### [任务说明]
把下面的全部数据逐行照抄出来，一字不改。

----- 给定数据

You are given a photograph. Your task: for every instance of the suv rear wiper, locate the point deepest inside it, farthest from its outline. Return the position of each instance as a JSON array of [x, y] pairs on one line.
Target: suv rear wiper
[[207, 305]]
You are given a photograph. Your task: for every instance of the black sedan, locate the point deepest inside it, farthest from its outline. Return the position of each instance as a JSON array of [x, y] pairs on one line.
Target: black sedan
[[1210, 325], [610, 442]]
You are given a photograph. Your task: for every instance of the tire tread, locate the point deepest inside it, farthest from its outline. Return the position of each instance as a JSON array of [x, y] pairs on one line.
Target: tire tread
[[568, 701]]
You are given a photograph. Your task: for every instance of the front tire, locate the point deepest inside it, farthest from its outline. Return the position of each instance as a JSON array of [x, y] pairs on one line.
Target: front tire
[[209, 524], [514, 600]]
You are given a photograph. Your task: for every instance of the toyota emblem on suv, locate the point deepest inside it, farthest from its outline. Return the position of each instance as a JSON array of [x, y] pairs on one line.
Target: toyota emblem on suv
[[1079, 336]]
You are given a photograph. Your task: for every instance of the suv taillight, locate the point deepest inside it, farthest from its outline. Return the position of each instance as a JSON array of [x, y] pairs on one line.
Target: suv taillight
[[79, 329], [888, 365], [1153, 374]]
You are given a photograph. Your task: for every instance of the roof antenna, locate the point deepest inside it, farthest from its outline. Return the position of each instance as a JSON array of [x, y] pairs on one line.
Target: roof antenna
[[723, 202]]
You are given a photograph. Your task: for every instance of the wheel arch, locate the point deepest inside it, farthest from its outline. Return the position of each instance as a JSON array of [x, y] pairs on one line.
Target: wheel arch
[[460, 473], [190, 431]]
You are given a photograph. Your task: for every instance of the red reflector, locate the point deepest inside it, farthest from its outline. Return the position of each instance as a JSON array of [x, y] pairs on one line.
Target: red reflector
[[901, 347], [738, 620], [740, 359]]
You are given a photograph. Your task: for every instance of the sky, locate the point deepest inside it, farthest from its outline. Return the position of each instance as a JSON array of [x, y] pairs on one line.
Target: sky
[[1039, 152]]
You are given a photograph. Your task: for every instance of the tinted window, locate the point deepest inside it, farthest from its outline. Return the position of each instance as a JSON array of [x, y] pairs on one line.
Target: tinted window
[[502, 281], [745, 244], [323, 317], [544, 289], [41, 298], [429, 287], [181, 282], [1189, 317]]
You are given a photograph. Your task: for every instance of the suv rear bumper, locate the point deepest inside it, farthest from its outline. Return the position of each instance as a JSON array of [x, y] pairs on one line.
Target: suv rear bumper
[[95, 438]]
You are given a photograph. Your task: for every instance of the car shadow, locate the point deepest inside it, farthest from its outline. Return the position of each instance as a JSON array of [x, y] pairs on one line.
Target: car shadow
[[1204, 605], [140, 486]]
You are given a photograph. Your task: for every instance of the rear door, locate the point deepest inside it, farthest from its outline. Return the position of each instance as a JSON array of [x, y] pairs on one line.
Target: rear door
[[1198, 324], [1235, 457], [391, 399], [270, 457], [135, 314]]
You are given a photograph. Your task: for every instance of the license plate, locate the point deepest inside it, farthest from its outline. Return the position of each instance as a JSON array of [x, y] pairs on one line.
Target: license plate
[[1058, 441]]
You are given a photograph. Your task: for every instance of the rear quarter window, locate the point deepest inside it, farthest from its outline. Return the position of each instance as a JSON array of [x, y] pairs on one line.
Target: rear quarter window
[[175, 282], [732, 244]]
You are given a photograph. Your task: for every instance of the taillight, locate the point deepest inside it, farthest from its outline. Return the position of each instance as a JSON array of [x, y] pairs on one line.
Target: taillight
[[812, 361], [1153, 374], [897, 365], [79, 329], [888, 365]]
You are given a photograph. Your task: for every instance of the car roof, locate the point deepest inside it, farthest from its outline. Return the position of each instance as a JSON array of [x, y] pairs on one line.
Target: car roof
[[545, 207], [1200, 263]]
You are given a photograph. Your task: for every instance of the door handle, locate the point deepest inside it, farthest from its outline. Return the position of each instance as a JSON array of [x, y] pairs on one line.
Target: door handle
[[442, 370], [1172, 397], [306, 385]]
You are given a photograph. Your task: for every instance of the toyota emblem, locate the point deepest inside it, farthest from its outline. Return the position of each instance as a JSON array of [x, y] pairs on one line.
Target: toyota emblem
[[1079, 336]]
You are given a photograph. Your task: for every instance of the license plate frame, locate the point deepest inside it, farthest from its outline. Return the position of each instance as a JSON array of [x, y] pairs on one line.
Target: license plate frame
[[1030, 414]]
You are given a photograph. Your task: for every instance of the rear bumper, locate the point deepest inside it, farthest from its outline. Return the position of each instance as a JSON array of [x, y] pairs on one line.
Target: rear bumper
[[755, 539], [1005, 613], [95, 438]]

----------

### [正确答案]
You are given a photograph. Your task: for every instance of the suv rear wiper, locate the point deepest inside it, farthest from its outline. Return the position of each instance as a JSON array of [x, y] pairs on one line.
Target: suv rear wiper
[[207, 305]]
You are given a photograph. Your task: for every instance of the black sedan, locate the point deepest inside it, farthest from its outline. Return the position of each instance as a JSON array of [x, y] pairs on one line.
Target: black sedan
[[1210, 325], [610, 442]]
You are given a photograph. Your task: for every instance of the tire tread, locate the point deepest inside it, farthest from its outline. Return the position of each instance as a JSON array of [x, y] pairs on one line.
Target: tire tread
[[568, 701]]
You are given a photograph. Your task: for every instance of the front tire, locate the point deepest inside it, farthest from its outline. Return the position of each instance as a JSON array of [x, y] pairs on one line.
Target: front tire
[[209, 524], [514, 600]]
You are given a photograph. Your task: for every instance of the toyota emblem on suv, locate the point deepest inside it, farthest from its outline. Return the position of each instance as a JSON array of [x, y] pairs on one line.
Target: toyota emblem on suv
[[1079, 336]]
You are given a photograph. Your task: for every instance of the suv taillight, locate the point deepest inside it, farthest from its outline. Return the position of each instance as a JSON array of [x, y] pairs on one line.
Target: suv taillight
[[79, 329], [888, 365], [1153, 374]]
You are given a photograph. Your task: for every instance of the roof antenna, locate the point deepest inside it, farthest from its outline. Return the position of each instance as a JSON array of [x, y] pairs on one line.
Target: roof antenna
[[723, 202]]
You are given a photograph. Your task: for every instance of the wheel arch, locate the point deepest inside it, farthest from its outline. Return the position of each instance as a JSON array of [x, y] pairs on one line.
Target: wheel arch
[[460, 473], [190, 431]]
You are given a photograph. Your task: for every instance of the red reflector, locate the point deepest inside it, farthest from its outline. Return the position of each instance as a JSON array of [x, y] pairs on one line.
Target: red reflector
[[901, 347], [738, 620], [740, 359]]
You are given a photograph. Your task: for every instance of the sky, locate the point deepest inside it, farthest from its outline. Return the position of each instance as a JSON array of [x, y] pairs on one line.
Target: sky
[[1039, 152]]
You are given a photograph. Your task: for every instance of the tinted window, locate the point deepest inside it, farthest from its outline. Return the position of each instance as a JSON array of [x, y] pairs on one line.
Target: tinted window
[[502, 281], [745, 244], [323, 317], [544, 289], [41, 298], [429, 287], [181, 282], [1189, 317]]
You are given a photograph. Your task: for every instance of the suv rear bumper, locate the point deepest inside it, farthest from its outline. Return the position of each instance as a JSON array of [x, y] pairs on one line.
Target: suv rear bumper
[[95, 438]]
You are given a photograph. Your task: for every instance of the car shadow, locate the point deepest inside it, farthest from its outline. Return the position of each instance as a JSON array of [x, y] pairs on one line.
Target: car shadow
[[1204, 605], [140, 486]]
You are given a photograph. Your task: for every instance of the rear door, locate the point deepest inside it, farthest from its outline. Return the position of each instance as a JSON array of [x, y] pairs on one line.
Target: rear door
[[1198, 324], [1235, 457], [391, 399], [270, 457], [135, 314]]
You are given a photograph. Your task: for every instance of the license plate, locate the point deepest inside it, farthest from its outline. Return the position of each instance as a JSON array of [x, y] pairs on one line.
Target: license plate
[[1058, 441]]
You are given a photograph. Your task: for every instance of the rear quarter window, locate the point deepest inside it, farthest from its outline. Return the position of each instance as a JSON array of [x, y] pairs on one line.
Target: rear quarter window
[[175, 282], [732, 244]]
You are given a photograph. Your task: for every instance of the taillight, locate the point deepest inside it, farthest from its outline. Return the position of each instance as a JSON array of [x, y] pairs on one line.
Target: taillight
[[812, 361], [1153, 374], [897, 365], [79, 329], [888, 365]]
You are given a photograph. Your task: for every instance of the car roof, locate the point deepest inside it, farthest from its outline. Return the position of each instance as a JSON array of [x, y] pairs on one line.
Target: car roof
[[545, 207], [1200, 263]]
You are given a photograph. Your task: for every instance of the door handle, locate the point deepest inside it, farthest from its outline. Return the position of each instance as a JSON array of [x, y] pairs on one line.
Target: door handle
[[442, 370], [1172, 397], [306, 385]]
You are given a photograph. Your task: for every instance of the toyota emblem, locate the point deepest inside it, farthest from its outline. Return the position of each instance as a JSON array of [x, y] pairs on one line.
Target: toyota emblem
[[1079, 336]]
You are given a photograph. Your task: for every instance of the license plate frame, locate the point deepest inside it, farthest from its outline. Return the position of each instance as a JSON array of [x, y] pairs on one line.
Target: license plate frame
[[1030, 414]]
You are given a photograph. Your task: for every instance of the rear bumper, locate the point deepest inside it, farthest from its outline. Return the position of each instance as a JSON array of [x, y] pairs on one line.
Target: rear bumper
[[755, 539], [1005, 613], [95, 438]]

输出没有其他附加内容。